***** SOURCE EXCERPT

Yong Kuong Yong (born 18 September 1988 in Port Dickson) is a Malaysian footballer. He is currently playing for CRC Penang in FAP Division 1. He can played in a multitude of roles, including as a full back, centre back, central midfielder and occasionally as a striker.

Career
Yong started his career playing for his hometown team Negeri Sembilan Chinese for the Malaysian Chinese Football Association (MFCA) League, under coach Christopher Khoo. He later leaves his hometown to Kuala Lumpur to play in Kuala Lumpur FA youth team, and was promoted to the senior team in 2009.

He transferred to Felda United FC for the 2012 season. On 10 January 2012, in his league debut for Felda United, he scored in a 2–0 victory over his former club, Kuala Lumpur FA. He scored his second goal in a 1–0 win over PBDKT T-Team FC on 30 June 2012.

**********
***** STORED RECORDS

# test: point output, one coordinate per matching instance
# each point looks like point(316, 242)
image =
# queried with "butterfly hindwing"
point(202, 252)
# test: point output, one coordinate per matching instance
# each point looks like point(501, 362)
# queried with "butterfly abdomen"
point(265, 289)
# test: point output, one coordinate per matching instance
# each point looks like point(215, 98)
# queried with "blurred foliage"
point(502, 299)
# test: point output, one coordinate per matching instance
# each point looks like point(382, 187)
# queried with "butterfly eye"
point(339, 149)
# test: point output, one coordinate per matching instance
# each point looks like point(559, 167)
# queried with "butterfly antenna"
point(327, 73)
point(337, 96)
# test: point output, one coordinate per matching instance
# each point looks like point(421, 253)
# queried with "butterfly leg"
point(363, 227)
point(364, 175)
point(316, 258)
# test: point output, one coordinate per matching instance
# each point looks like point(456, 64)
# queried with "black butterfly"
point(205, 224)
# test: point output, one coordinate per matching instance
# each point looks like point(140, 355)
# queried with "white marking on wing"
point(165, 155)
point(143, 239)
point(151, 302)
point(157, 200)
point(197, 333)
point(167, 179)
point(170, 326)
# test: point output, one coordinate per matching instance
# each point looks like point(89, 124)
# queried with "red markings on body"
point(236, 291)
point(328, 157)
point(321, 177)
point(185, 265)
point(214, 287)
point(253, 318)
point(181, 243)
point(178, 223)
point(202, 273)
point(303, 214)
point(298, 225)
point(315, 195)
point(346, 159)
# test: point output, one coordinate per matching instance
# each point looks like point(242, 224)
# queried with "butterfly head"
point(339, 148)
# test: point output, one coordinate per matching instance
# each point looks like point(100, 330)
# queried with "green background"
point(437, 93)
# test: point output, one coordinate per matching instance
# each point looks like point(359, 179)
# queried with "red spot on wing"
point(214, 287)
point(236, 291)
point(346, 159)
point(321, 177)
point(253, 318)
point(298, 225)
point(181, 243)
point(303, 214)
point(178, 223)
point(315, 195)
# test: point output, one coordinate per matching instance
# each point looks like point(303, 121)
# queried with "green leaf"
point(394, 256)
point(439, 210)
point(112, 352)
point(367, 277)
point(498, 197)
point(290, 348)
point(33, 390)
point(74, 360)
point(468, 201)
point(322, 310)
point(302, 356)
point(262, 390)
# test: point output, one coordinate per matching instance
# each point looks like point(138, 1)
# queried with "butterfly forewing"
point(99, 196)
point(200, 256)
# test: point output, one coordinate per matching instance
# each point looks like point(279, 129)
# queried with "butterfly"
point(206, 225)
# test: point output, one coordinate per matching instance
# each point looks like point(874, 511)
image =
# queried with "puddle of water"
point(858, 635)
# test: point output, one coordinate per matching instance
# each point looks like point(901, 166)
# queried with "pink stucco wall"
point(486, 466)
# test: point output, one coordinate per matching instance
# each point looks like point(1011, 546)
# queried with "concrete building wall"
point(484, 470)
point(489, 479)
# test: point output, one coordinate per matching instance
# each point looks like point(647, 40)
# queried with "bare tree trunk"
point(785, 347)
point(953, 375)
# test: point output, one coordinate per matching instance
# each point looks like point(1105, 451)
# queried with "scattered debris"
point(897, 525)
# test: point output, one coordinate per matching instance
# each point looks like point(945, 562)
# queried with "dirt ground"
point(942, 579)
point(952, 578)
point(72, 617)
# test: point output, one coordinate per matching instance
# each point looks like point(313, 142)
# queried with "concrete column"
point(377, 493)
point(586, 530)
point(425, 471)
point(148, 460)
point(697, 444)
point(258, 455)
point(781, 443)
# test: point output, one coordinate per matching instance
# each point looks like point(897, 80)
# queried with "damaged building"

**********

• _PROBLEM 1_
List every position the footballer profile says he can play.
• _PROBLEM 2_
From the footballer profile, return word for word the part that begins at the words "He transferred to" and stops after "30 June 2012.".

• _FULL RESPONSE 1_
full back, centre back, central midfielder, striker

• _FULL RESPONSE 2_
He transferred to Felda United FC for the 2012 season. On 10 January 2012, in his league debut for Felda United, he scored in a 2–0 victory over his former club, Kuala Lumpur FA. He scored his second goal in a 1–0 win over PBDKT T-Team FC on 30 June 2012.